Work to be completed —
I would like every record printed again, exactly as shown.

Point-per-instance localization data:
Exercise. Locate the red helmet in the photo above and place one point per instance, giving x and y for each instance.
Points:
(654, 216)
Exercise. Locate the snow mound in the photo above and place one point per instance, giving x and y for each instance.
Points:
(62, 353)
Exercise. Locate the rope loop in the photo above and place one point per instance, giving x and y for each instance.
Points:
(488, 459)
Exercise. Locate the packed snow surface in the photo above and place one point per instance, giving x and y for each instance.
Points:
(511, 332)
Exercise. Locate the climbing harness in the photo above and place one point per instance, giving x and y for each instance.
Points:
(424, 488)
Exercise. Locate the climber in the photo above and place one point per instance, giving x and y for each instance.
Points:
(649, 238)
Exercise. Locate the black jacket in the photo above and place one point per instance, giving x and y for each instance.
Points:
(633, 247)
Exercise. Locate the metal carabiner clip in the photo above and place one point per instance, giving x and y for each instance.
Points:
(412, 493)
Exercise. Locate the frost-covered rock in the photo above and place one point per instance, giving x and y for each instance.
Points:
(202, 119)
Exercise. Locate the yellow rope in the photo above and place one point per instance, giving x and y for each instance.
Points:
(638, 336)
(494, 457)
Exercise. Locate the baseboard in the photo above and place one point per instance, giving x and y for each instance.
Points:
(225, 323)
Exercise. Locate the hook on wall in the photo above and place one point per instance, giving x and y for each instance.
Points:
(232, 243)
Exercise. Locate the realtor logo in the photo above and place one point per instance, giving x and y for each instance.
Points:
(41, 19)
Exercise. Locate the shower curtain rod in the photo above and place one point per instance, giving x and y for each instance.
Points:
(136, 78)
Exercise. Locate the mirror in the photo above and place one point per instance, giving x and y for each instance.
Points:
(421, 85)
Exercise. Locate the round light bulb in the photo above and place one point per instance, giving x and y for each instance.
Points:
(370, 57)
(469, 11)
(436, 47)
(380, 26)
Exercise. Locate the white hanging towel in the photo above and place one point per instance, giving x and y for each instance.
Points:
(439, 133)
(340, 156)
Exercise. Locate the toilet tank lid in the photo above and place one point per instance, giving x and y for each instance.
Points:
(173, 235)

Task output —
Exercise. Locate the red helmet in the photo above and place one point per instance, giving x and y for each instance.
Points:
(654, 216)
Exercise. Locate the snow mound in the photo above and place one point per instance, giving x and y for each instance.
Points:
(62, 353)
Exercise. Locate the rope loop in the photo above and place one point per instance, giving x and y for each instance.
Points:
(488, 459)
Exercise. Locate the packed snow surface in the photo above and place one point per instance, giving x and y for each instance.
Points:
(511, 332)
Exercise. Locate the climbing harness in the photo above and place one point per instance, giving x and y for each instance.
Points:
(424, 488)
Exercise. Locate the climber in the photo above and place one point per instance, giving x and y for each instance.
Points:
(649, 238)
Exercise. Locate the black jacket in the photo above and place one point per instance, giving x and y for each instance.
Points:
(633, 247)
Exercise. Locate the metal carabiner clip in the photo above and place one point per instance, giving x and y for each instance.
Points:
(412, 493)
Exercise. Locate the frost-covered rock in the photo above and place one point per instance, giving x and y for each instance.
Points:
(202, 119)
Exercise. Locate the yellow rope in the photo above and place one point per instance, giving x and y for each instance.
Points:
(638, 336)
(494, 457)
Exercise. Locate the baseboard in the photo above and place one point per instance, giving x and y for each instance.
Points:
(225, 323)
Exercise. Locate the hook on wall in the photo above and place one point per instance, giving x and y for each instance.
Points:
(232, 243)
Exercise. Locate the realtor logo in the photo above and place one point per instance, giving x and y for each instance.
Points:
(41, 19)
Exercise. Locate the shower curtain rod in the photo above and place one point per instance, giving x and y for each instance.
Points:
(136, 78)
Exercise. Locate the mirror in the photo above and place one point per instance, giving x and y for each instance.
Points:
(421, 85)
Exercise. Locate the round light bulb in the photo above and place one point per instance, giving x and y for each instance.
Points:
(370, 57)
(469, 11)
(436, 47)
(380, 26)
Exercise. Locate the white hanging towel in the photo above and place one point per instance, giving x and y for each instance.
Points:
(439, 133)
(340, 156)
Exercise. Locate the toilet tank lid in the photo above and place one point per instance, giving x and y for each instance.
Points:
(173, 235)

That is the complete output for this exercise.